• _Stored records_
* Begin *
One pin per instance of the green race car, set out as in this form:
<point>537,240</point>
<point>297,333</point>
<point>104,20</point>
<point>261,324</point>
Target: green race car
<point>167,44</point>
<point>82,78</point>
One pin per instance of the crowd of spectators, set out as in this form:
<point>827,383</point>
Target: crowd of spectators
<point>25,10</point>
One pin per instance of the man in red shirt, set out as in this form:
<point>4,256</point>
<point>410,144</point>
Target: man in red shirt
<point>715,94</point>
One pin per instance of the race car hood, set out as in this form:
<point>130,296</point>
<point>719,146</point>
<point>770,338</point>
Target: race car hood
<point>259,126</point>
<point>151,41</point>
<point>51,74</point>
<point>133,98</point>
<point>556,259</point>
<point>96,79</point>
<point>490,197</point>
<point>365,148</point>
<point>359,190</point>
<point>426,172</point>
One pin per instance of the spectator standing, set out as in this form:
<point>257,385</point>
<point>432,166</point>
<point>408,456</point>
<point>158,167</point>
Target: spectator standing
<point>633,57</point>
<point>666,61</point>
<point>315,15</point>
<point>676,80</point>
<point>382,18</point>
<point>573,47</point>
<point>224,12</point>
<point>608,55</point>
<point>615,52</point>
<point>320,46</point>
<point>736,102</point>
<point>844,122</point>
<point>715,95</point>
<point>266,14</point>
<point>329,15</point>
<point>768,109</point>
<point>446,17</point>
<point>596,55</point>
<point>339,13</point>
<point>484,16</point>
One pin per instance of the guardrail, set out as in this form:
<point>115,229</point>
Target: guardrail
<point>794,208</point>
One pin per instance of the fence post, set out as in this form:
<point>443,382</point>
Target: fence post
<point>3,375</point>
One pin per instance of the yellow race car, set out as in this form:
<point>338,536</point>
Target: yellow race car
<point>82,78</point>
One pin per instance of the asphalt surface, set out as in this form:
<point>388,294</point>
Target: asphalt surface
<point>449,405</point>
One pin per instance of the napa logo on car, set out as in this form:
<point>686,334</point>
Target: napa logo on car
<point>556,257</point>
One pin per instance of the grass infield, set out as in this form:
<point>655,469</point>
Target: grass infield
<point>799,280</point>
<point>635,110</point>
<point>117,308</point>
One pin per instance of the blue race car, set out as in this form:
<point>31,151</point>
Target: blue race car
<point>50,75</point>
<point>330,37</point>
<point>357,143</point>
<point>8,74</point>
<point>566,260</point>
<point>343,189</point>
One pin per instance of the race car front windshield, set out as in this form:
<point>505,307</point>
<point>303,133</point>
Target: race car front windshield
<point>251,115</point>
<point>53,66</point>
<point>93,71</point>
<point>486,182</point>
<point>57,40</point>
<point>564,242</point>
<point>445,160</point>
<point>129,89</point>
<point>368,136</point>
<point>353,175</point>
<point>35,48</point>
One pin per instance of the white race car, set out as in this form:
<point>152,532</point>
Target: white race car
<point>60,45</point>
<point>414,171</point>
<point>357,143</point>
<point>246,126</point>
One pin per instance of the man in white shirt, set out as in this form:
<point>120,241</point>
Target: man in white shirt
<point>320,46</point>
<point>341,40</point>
* End *
• _Instructions for the task_
Rewrite every line from the line containing "One pin per instance of the race car front" through the line containing "<point>564,242</point>", inclusive, and shift each coordinate in the answers by adding 102 to it. Keep the sample coordinates that show the format unchanged, and leave all other lines as they are.

• _Answer_
One pin per instance of the race car front windshield, set out as in this form:
<point>505,307</point>
<point>303,133</point>
Target: race car front windshield
<point>353,217</point>
<point>155,168</point>
<point>195,173</point>
<point>588,284</point>
<point>159,142</point>
<point>666,344</point>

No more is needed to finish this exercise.